■ **Problem description**
Copy the records word for word from their first line through the line that contains "[920,264,940,309]", including that line.

Region labeling records
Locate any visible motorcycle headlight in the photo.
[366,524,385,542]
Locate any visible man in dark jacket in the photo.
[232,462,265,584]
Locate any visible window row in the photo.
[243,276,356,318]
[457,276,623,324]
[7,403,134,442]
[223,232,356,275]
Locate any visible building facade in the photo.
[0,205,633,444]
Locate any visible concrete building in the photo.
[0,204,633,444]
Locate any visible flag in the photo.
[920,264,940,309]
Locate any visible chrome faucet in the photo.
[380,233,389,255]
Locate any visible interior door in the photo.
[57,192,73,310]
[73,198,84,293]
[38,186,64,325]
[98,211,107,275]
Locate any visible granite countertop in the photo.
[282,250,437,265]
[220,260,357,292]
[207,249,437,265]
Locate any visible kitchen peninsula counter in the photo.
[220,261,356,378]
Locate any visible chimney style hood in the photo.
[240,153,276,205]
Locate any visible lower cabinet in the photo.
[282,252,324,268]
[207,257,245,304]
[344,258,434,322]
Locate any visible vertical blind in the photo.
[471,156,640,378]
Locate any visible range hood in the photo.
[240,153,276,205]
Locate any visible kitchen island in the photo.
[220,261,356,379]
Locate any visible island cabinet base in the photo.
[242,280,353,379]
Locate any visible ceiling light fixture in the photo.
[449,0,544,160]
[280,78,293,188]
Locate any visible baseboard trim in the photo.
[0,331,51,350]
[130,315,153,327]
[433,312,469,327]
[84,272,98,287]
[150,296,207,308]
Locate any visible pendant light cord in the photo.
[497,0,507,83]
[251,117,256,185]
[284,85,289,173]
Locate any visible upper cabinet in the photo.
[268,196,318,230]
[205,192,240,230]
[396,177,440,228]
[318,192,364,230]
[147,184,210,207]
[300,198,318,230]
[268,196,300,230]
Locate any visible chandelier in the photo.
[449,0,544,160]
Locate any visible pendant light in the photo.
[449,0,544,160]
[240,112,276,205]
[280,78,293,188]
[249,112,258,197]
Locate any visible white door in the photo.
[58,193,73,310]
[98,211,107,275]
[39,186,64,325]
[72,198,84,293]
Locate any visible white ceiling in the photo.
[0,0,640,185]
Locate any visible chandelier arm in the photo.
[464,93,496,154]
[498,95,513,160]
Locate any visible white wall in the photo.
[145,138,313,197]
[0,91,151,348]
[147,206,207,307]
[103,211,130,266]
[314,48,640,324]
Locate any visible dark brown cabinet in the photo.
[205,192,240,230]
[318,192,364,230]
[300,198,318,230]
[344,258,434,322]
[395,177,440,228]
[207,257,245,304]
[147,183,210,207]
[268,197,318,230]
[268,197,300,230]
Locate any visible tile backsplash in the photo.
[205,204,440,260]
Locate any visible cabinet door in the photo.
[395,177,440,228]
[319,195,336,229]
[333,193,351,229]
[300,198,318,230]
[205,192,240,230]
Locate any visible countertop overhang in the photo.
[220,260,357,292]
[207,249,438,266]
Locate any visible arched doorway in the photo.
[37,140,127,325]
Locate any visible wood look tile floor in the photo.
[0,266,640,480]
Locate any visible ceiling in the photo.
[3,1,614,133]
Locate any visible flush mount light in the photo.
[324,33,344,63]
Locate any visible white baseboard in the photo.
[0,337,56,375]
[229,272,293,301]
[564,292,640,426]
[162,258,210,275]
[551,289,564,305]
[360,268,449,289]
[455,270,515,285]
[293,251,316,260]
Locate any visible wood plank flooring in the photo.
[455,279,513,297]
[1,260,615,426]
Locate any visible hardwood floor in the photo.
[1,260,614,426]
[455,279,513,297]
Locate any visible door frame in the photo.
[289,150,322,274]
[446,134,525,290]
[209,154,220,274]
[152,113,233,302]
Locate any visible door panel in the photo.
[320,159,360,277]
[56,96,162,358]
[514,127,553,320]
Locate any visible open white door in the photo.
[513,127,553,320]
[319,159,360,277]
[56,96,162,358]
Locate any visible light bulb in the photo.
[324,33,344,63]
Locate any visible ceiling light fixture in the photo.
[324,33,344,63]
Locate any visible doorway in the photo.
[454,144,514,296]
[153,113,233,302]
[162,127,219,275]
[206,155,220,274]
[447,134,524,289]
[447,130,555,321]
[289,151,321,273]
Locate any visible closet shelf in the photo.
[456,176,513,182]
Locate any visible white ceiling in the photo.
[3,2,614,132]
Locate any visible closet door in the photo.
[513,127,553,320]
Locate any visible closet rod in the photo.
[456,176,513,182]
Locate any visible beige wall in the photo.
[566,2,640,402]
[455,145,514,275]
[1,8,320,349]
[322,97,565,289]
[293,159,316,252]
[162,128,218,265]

■ **Exercise response**
Locate any visible motorcycle headlight in the photo.
[366,524,385,542]
Locate any visible man in dark jacket in the photo.
[232,462,265,584]
Locate any visible window row in the photo.
[243,276,356,318]
[457,276,623,324]
[7,403,134,442]
[223,232,356,275]
Locate any visible building facade in the photo.
[0,205,633,444]
Locate any visible concrete building in the photo.
[0,204,633,444]
Locate any visible flag in the photo.
[920,264,940,309]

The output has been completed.